=== Problem to work on ===
Locate every line in the data below that contains the word "ornate" and copy each one. Matching is case-sensitive.

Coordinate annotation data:

↓↓↓

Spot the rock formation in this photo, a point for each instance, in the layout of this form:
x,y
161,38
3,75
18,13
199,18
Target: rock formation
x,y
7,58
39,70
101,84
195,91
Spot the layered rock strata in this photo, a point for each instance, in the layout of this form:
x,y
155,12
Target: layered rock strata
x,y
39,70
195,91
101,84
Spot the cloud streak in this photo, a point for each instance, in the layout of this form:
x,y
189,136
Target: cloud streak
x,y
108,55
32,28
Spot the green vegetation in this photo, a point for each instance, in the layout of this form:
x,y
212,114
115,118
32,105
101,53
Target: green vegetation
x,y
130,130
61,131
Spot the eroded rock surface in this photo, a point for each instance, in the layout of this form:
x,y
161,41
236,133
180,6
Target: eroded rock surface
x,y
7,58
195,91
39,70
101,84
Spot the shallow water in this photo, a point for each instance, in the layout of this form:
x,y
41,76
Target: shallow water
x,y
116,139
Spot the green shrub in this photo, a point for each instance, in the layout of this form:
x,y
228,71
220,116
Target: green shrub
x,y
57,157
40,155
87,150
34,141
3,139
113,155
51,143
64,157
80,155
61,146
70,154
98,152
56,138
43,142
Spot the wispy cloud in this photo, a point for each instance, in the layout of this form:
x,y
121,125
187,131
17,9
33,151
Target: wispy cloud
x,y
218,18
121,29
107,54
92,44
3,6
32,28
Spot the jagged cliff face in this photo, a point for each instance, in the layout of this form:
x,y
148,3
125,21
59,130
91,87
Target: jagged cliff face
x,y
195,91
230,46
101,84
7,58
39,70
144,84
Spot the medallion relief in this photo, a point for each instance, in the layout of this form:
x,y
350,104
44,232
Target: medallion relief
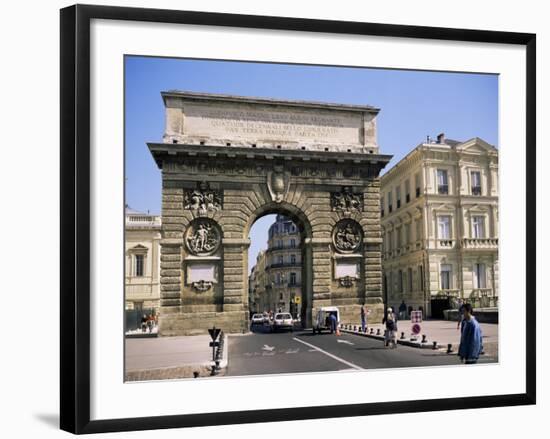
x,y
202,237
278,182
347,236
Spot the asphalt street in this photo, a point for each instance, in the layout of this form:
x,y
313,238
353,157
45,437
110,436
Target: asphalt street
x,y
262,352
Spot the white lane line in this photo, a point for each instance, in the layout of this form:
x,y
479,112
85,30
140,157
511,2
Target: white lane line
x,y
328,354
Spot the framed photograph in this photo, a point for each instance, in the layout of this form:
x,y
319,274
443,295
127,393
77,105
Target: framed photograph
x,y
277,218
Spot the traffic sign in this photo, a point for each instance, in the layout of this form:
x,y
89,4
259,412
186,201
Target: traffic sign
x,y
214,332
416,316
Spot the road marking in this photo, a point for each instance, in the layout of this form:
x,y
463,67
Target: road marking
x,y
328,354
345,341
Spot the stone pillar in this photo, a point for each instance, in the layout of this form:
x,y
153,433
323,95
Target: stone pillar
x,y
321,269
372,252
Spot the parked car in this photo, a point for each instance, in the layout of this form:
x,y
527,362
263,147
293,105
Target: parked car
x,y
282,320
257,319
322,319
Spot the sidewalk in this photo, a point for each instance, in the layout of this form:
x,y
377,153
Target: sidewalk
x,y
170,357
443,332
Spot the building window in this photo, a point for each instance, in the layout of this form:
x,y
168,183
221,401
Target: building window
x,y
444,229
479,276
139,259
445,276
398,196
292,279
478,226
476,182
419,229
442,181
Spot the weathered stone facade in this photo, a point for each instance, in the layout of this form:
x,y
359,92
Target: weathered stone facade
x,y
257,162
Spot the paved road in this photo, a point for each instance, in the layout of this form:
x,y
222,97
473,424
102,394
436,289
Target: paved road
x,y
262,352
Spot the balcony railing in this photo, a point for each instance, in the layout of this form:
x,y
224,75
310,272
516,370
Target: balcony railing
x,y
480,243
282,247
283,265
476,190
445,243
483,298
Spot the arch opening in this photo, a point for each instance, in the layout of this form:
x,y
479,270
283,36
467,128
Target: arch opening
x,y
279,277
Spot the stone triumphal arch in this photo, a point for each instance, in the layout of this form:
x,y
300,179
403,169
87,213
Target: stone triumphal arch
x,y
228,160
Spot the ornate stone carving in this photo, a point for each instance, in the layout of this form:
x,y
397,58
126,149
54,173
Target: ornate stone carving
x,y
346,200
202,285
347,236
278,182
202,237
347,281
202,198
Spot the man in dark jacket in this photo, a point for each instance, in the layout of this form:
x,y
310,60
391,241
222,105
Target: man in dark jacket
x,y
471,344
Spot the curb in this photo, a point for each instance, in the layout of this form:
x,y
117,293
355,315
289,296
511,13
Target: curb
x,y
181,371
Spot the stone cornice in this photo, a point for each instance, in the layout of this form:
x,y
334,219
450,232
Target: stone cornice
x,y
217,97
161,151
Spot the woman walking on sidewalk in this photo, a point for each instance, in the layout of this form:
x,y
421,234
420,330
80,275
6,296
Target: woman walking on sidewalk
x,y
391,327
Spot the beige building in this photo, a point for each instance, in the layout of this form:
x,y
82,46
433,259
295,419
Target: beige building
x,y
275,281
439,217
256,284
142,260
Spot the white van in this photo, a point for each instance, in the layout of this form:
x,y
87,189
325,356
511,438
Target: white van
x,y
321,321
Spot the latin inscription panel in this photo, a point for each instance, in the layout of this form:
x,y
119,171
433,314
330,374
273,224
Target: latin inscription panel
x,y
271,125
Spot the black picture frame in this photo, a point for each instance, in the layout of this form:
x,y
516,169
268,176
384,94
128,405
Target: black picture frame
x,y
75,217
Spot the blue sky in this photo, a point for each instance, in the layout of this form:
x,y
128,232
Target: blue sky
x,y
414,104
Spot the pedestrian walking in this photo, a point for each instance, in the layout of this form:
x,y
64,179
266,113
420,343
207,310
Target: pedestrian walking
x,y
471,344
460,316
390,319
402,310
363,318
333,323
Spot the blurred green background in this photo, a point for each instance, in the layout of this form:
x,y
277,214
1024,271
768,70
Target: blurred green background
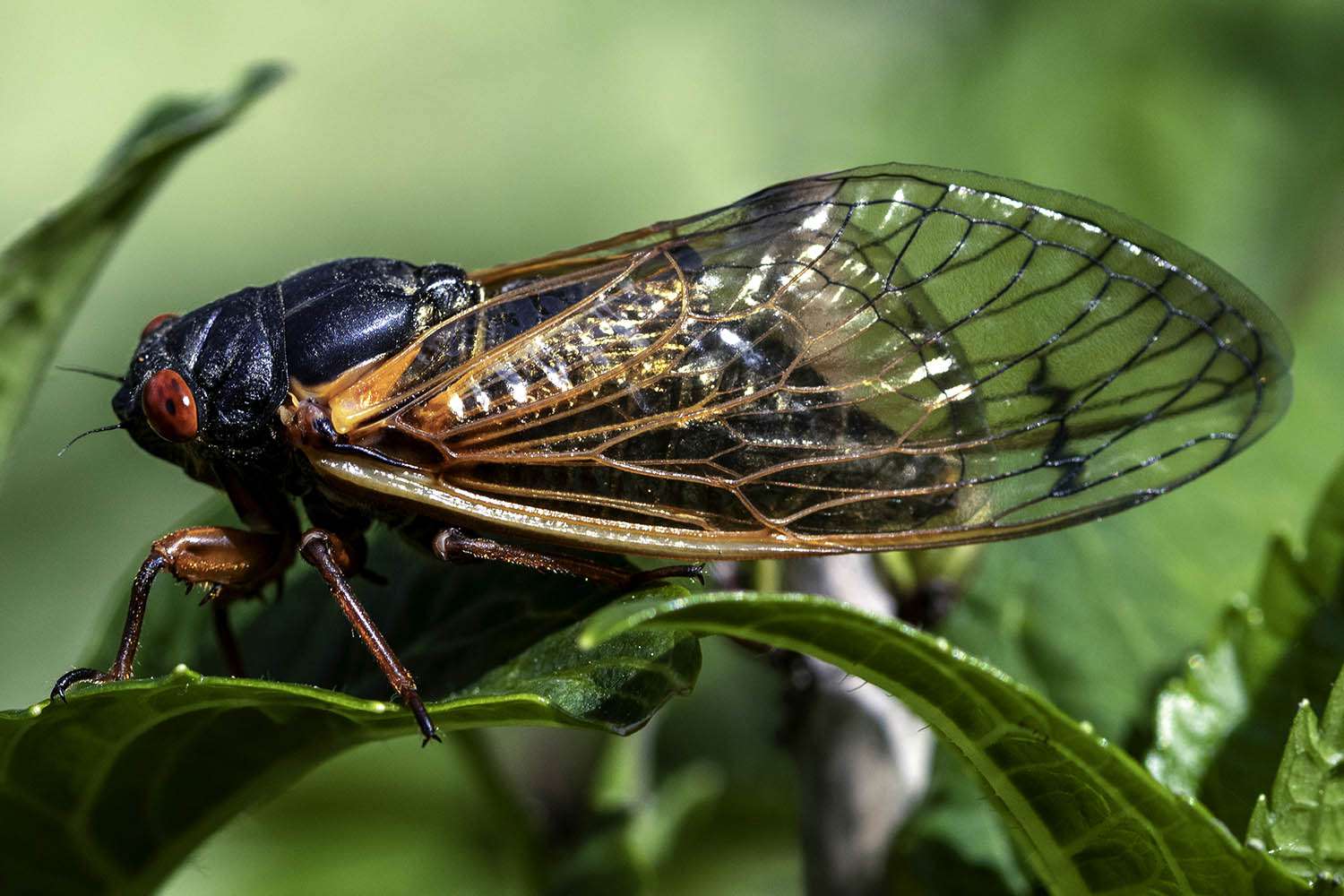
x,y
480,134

↑↑↑
↓↓↓

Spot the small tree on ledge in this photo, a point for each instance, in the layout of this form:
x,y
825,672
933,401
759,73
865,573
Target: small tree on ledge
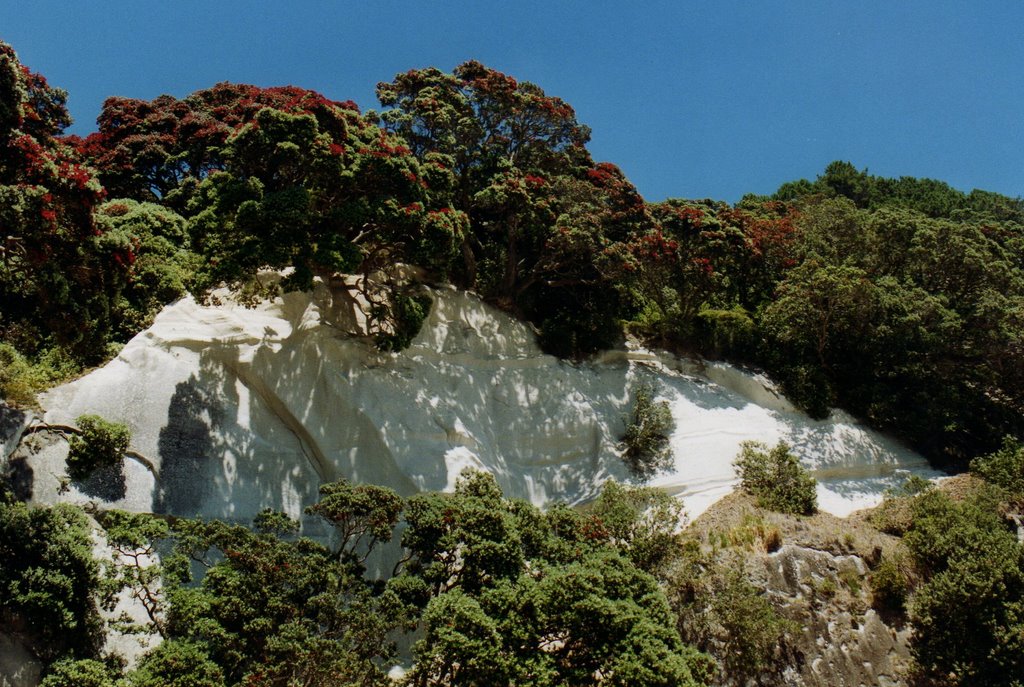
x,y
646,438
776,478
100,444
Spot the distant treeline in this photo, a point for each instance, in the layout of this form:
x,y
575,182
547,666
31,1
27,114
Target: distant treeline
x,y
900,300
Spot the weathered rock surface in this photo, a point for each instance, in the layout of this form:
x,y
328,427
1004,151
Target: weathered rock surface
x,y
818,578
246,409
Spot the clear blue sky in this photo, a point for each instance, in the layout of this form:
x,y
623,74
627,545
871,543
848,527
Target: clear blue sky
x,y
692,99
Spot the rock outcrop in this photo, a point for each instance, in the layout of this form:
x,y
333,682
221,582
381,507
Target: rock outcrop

↑↑↑

=== Result ===
Spot the ornate stone carving in this photo, a point for each instance, in the layout of this form:
Target: ornate stone carving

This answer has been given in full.